● **Extract provided**:
>>>>

Mr. McDonald first claims that his Sixth Amendment rights to self-representation and a speedy trial have been violated because the State of Colorado has prevented him from defending himself by not allowing him to proceed pro se. According to Mr. McDonald,
[t]he state-court refused to provide a written order providing McDonald the ability to defend himself. Upon refusal to allow McDonald to proceed as pro se, the state-court then denied McDonald the ability to cross-file for summary judgment, and granted summary judgment to Zions, and undoubtedly prevented McDonald from providing any defense trier of fact to the events in the case and controversy.
(ECF No. 8 at 15, ¶37.)
Mr. McDonald contends in his second claim that his rights to procedural and substantive due process and equal protection have been violated as follows:
41. Procedurally, the state-court has refused to obey its superior court, the Colorado Court of Appeals, in excess of three (3) years. The state-district-court simply refusing to obey, and in contempt of the appellate court has refused to hold the state-court in contempt, and therefore has essentially approved the state-courts right to prevent McDonald from the relief sought in a court of equity. Additionally, the state-court although order no entry of judgment has allowed Zions to depose McDonald no less than four times under the masquerade that a judgment has issued; Zions actions simply harassment and persecution.
42. Substantively, the state-court has allowed Zions to breach McDonald's right to privacy. Zions with the state-court's approval has allowed contractors of Zions to trespass McDonald gated residence and spy upon McDonald taking photographs and invading his right to privacy, further, slandering McDonald to his neighbors stating they were sent by the court to investigate McDonald, his home, holdings and papers therein.

<<<<

Could you carry on the court passage about Mr. McDonald's claims from the point where it ends?

● **Extracted material**:
>>>>

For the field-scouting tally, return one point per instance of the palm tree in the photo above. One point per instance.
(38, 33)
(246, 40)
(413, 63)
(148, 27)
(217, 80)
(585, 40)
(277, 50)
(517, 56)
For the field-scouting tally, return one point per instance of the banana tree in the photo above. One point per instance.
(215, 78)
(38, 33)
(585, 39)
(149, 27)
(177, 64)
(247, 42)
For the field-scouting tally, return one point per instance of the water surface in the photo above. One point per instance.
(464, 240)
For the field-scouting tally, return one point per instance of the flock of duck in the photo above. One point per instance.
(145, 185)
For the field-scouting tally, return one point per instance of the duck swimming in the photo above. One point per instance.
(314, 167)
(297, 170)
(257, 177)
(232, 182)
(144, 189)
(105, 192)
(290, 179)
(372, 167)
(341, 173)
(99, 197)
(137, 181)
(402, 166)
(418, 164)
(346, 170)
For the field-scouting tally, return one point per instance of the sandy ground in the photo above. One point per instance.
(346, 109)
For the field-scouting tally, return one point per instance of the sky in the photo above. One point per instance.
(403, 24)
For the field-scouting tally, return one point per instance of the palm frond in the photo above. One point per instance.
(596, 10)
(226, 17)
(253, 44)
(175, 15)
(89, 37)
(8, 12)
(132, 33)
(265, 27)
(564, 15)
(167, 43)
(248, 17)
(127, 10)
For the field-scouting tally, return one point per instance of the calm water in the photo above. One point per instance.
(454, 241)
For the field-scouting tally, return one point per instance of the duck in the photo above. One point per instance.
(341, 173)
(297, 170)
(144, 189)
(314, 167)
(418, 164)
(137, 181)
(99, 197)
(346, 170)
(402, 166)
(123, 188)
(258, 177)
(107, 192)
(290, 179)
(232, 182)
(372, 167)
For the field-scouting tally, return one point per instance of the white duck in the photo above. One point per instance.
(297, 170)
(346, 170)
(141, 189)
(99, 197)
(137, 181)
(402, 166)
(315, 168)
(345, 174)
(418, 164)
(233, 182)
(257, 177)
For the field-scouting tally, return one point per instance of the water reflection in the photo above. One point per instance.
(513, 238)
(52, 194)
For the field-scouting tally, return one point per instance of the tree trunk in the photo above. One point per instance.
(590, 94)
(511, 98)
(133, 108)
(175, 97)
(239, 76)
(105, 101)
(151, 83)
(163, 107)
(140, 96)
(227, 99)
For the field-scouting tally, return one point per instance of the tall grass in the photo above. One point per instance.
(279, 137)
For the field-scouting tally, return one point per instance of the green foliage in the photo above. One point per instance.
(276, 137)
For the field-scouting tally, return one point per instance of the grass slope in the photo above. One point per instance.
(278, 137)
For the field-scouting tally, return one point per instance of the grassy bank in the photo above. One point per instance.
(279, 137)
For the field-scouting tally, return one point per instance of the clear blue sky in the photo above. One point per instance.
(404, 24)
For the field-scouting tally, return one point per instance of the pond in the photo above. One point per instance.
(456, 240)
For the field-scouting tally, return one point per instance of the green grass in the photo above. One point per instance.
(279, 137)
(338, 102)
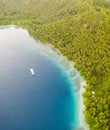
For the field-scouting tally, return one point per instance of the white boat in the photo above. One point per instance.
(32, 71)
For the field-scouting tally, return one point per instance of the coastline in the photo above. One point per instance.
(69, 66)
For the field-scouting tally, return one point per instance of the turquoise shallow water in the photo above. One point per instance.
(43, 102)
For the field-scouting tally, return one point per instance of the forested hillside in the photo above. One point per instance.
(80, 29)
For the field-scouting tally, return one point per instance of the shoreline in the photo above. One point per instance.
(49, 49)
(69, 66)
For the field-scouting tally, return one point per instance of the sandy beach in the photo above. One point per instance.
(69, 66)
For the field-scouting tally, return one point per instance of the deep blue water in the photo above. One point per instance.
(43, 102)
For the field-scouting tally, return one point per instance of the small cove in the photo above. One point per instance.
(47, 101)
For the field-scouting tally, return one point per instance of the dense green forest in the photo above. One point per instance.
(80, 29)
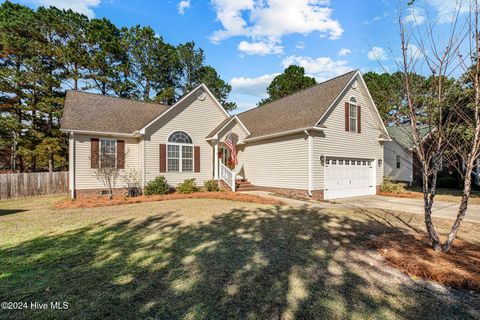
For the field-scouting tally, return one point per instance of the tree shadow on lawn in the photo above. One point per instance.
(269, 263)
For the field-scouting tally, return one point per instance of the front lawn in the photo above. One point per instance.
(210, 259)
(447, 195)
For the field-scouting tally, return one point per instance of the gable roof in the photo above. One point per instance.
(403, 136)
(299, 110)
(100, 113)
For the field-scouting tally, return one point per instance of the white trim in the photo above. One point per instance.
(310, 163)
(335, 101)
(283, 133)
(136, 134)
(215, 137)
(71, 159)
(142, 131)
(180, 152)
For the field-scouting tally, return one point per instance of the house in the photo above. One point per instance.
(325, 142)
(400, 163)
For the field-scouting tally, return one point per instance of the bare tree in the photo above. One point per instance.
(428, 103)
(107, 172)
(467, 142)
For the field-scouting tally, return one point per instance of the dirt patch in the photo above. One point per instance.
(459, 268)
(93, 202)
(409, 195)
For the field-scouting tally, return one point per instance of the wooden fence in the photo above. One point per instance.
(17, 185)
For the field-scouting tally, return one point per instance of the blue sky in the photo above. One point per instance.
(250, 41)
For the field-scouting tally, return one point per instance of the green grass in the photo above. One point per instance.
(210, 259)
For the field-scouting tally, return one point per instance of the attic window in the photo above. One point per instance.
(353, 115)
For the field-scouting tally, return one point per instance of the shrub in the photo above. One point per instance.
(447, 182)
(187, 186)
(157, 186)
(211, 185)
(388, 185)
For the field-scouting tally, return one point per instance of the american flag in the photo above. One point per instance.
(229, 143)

<<<<
>>>>

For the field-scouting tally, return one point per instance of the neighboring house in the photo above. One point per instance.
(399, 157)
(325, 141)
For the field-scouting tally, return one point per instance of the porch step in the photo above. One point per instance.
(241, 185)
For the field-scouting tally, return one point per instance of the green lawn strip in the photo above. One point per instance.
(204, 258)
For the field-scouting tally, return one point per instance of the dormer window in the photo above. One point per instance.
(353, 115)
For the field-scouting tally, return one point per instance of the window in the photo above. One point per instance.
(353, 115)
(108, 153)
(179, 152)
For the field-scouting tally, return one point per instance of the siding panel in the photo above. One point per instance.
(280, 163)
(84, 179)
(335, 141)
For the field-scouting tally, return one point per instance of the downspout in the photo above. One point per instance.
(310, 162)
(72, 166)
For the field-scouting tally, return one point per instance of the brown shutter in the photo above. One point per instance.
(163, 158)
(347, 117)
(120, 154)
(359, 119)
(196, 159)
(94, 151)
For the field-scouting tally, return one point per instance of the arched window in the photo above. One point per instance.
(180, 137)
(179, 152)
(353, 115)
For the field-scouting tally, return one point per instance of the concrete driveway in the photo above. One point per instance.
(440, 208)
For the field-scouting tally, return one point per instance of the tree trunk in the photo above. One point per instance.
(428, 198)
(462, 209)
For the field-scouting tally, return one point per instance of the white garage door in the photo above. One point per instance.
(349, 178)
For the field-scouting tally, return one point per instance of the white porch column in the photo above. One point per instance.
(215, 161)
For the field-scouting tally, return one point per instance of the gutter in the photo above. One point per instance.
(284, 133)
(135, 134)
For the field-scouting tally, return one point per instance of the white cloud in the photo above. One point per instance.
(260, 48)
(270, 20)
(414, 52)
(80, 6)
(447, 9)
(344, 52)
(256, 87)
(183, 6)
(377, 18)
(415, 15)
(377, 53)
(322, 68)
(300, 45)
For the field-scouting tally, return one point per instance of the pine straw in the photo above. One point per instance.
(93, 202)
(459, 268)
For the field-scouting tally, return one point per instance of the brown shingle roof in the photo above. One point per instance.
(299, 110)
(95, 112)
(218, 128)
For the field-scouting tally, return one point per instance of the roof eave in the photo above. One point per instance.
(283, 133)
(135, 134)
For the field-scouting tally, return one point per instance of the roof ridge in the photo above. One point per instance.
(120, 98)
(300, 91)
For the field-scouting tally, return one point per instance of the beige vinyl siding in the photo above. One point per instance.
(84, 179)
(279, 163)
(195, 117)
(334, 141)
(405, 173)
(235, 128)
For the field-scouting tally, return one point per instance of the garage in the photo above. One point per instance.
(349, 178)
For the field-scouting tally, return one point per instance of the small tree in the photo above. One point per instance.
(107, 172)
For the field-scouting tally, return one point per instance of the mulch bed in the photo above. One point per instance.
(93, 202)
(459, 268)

<<<<

● **Reply**:
43. McDonald protections under the equal protection clause have been eviscerated; McDonald damaged by Zions for the loss of his entire retirement account is now indigent, as such, McDonald is a member of the protected class for economic reasons. A retired individual whom has been defrauded by another national bank, McDonald has a civil right to defend his claims for relief in state-court. The state-court discriminated against McDonald because of his economic class. McDonald unable to have paid counsel to defend his rights in court, the state court refused and actually interfered with McDonald's rights under the equal protection clause preventing McDonald from representing himself.
(ECF No. 8 at 16.)
Mr. McDonald asserts in his third claim that his Sixth Amendment right to a fair trial has been violated because of unjustified delays and erroneous rulings in the state court cases. Mr. McDonald alleges with respect to the delays that "[t]he state-court and therefore the State of Colorado and its Department of Justice have damaged McDonald, and are responsible for the unmitigated delays in resolution of McDonald's civil claims for resolution since 2009 and the damages caused therein." (ECF No. 8 at 18, ¶54.)
Mr. McDonald finally claims that Defendant has violated his Fourth Amendment rights by authorizing unlawful searches and seizures of his person, personal assets, and papers prior to entry of a final judgment in the state court cases. Mr. McDonald further explains his fourth claim as follows:
Defendant, State of Colorado, Department of Justice, through its state-court has allowed Zions, not a prevailing party to seize, garnish and search McDonald's personal assets, person, and papers. The Colorado Court of Appeals ordered the state-court on October 5, 2011 and again on November 2, 2011, state-court has not entered final judgment. The state-court ordered "no judgment" then refused to obey its superior court, granting Zion's request for fees and costs in excess of $102, 000 and granted Zion's request for seizure and garnishment of McDonald's bank account and of his personal and private assets.
(ECF No. 8 at 18, ¶57.)
It is apparent that Mr. McDonald seeks to sue the State of Colorado because he contends his constitutional rights have been violated by two state district courts. As relief Mr. McDonald requests appropriate injunctive or declaratory relief regarding the refusal by the state district courts to obey the Colorado Court of Appeals and a declaration that the allegedly unlawful debt collection violates his constitutional rights.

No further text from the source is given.